◆ Work instructions ◆
Write out each of the rows below word for word, changing nothing.
== Task input ==
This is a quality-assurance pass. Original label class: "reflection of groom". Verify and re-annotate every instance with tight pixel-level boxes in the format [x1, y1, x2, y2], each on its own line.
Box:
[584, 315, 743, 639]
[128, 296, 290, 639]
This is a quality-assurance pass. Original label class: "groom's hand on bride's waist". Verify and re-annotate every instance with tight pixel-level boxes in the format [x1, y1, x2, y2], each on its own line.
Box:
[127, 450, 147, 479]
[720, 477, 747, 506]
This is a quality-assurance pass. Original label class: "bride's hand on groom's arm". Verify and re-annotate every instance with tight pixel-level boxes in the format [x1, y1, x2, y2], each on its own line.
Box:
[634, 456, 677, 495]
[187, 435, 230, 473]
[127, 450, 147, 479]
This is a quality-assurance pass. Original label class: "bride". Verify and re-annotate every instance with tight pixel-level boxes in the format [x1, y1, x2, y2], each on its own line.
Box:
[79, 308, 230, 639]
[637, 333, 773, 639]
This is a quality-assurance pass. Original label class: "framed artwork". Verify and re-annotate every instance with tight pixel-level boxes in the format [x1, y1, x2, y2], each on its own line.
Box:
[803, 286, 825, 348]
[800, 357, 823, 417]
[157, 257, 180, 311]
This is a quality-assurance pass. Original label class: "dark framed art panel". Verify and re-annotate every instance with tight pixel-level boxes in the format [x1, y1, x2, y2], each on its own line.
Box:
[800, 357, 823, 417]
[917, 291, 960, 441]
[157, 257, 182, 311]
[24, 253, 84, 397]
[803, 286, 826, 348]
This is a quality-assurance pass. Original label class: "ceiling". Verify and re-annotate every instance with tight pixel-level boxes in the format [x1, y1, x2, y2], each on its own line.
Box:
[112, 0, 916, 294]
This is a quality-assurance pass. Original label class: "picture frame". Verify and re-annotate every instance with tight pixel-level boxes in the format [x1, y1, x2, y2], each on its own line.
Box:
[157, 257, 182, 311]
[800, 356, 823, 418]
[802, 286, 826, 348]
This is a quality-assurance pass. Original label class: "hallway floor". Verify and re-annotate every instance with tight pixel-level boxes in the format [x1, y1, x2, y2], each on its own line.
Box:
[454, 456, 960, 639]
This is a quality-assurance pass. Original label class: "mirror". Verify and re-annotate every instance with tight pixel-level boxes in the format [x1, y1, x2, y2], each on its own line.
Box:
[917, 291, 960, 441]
===
◆ Correct answer ◆
This is a quality-assurance pass. Original label class: "reflection of groom". Verify and re-annotate every instance with tight pixel-level boxes in the format [x1, y1, x2, y2], each on its own line.
Box:
[584, 315, 743, 639]
[128, 296, 290, 639]
This is a quality-assurance pass. Original label class: "groom's hand on bride's waist". Verify and re-annotate every instance with tight pixel-level boxes in the format [x1, y1, x2, y2], each on its own line.
Box:
[127, 450, 147, 479]
[720, 477, 747, 506]
This is a quality-assurance pass. Original label class: "bride's hand on groom's arm". Verify and re-annotate every instance with tight pixel-level boxes in the format [x1, y1, x2, y2], each on its own line.
Box:
[634, 456, 677, 495]
[187, 435, 230, 473]
[127, 450, 147, 479]
This is a quality-assurance pass. Original label class: "bride". Verify and re-annotate every instance with tight pixel-level boxes in the format [x1, y1, x2, y2], each on its own line.
Box:
[79, 308, 230, 639]
[637, 333, 773, 639]
This is a quality-assurance pass. Original label class: "framed artwork". Verify and re-annotate every instance with tight pixel-level boxes in the format [x1, y1, x2, y2], each on its own line.
Box:
[803, 286, 825, 348]
[800, 357, 823, 417]
[157, 257, 180, 311]
This is a quality-assurance pass. Original label class: "dark framed art panel". Verify and re-annotate every instance with tight pixel-level boxes in the format [x1, y1, x2, y2], each on its own line.
Box:
[800, 357, 823, 417]
[917, 291, 960, 441]
[157, 257, 182, 311]
[24, 253, 84, 397]
[803, 286, 826, 348]
This is a quality-assurance pass. Original label class: "ceiling". Verify and re-annotate every instance with tight pixel-level boxes in the format [x1, y1, x2, y2], each on its own line.
Box:
[112, 0, 916, 294]
This is a quality-assurance pass. Original label class: "picture frame". Verify and re-annotate every instance with tight pixel-level boxes in the format [x1, y1, x2, y2], each on its own line.
Box:
[157, 257, 182, 311]
[800, 356, 823, 418]
[802, 286, 826, 348]
This is a quality-assurance pass. Original label class: "hallway floor". Verify and re-annotate every instance with tight pixel-level boxes in the format [x1, y1, x2, y2], each on its own line.
Box:
[454, 456, 960, 639]
This is a quality-assurance pass. Original label class: "mirror". Verify and re-annotate every instance with tight pixel-level boxes in the format [x1, y1, x2, y2], each on its own line.
Box:
[917, 291, 960, 441]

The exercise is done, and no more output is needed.